PASSAGE DU TEXTE –

Une grosse arnaque au nom du Palais royal
Lahcen Jakhoukh, un homme d'affaires marocain installé au Gabon depuis 1973, est victime d'une escroquerie et d'une arnaque digne des romans polars. Qui l'a dépouillé de son argent ? L'aigrefin, lui, n'est qu'un affabulateur qui s'est fait passer pour le directeur du secrétariat de S.A.R la princesse Lalla Meryem, pour pigeonner sa victime. Jusqu'à présent, l'identité de cet escroc reste un mystère. Juste des hypothèses et des supputations contradictoires. Récit.

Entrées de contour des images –
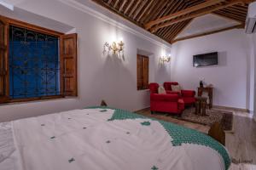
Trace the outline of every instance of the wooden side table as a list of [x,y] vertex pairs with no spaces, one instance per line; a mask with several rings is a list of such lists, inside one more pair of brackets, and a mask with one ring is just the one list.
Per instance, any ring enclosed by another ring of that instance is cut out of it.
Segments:
[[206,87],[206,88],[197,88],[197,94],[199,97],[201,97],[203,94],[203,92],[207,93],[208,98],[209,98],[209,109],[212,108],[212,87]]

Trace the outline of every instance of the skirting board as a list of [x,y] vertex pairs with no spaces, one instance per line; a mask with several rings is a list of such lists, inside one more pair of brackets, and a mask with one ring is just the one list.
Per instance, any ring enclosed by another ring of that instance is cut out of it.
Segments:
[[236,110],[236,111],[241,111],[241,112],[247,112],[247,113],[250,113],[251,112],[248,109],[241,109],[241,108],[236,108],[236,107],[227,107],[227,106],[220,106],[220,105],[212,105],[212,108],[233,110]]
[[146,108],[144,108],[144,109],[138,110],[134,110],[133,112],[136,113],[136,112],[139,112],[139,111],[148,110],[148,109],[150,109],[150,106],[146,107]]

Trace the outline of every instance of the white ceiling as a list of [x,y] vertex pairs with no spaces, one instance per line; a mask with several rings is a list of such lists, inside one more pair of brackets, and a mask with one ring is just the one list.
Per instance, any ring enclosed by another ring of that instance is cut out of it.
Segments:
[[218,16],[217,14],[206,14],[194,19],[187,27],[177,35],[177,38],[196,35],[221,28],[239,25],[239,22]]

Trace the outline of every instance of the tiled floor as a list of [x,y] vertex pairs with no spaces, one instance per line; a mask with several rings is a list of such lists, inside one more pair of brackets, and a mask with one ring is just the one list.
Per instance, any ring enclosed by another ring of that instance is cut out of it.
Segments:
[[[219,110],[219,109],[218,109]],[[230,170],[256,170],[256,122],[252,115],[234,110],[233,133],[226,133],[226,147],[233,158]],[[137,113],[174,122],[189,128],[207,133],[209,127],[172,118],[163,114],[150,114],[149,109]]]

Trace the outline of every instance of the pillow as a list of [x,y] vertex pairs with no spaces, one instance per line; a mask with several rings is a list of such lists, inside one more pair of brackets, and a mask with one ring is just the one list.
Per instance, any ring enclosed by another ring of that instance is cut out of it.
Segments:
[[164,88],[164,87],[160,86],[158,88],[158,94],[166,94],[166,89]]
[[181,87],[180,87],[180,85],[171,85],[171,87],[172,87],[172,91],[173,91],[173,92],[179,92],[179,93],[181,93]]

LA CONSIGNE – Poursuivez l'article sur l'arnaque au nom du Palais royal en reprenant juste après sa dernière phrase.

RÉPONSE À L'EXERCICE –
Libreville, la métropole du Gabon. Une ville où a élu domicile une importante communauté marocaine. Là, dans son entreprise, Lahcen Jakhoukh, Pdg du groupe Satram-EGCA ( spécialisé dans le domaine des transports maritimes, de l'aconage, de la location de véhicules ), ne comprend toujours pas ce qui lui est arrivé ce 29 mars 2005 pour tomber aussi facilement dans le panneau. L'homme d'affaires, qui se trouve aujourd'hui malgré lui au centre d'une manipulation qui le dépasse, tourne et retourne les interrogations sans pour autant saisir les tenants et aboutissants de cette histoire rocambolesque dans laquelle il s'est fait plumer comme un bleu.
Sa mésaventure, qui lui a coûté beaucoup d'argent, démarre lorsqu'il a reçu un coup de fil menaçant, le 28 mars dernier, d'un mystérieux M. Iraqi de Rabat, qui lui a intimé l'ordre de se rendre illico presto au Maroc.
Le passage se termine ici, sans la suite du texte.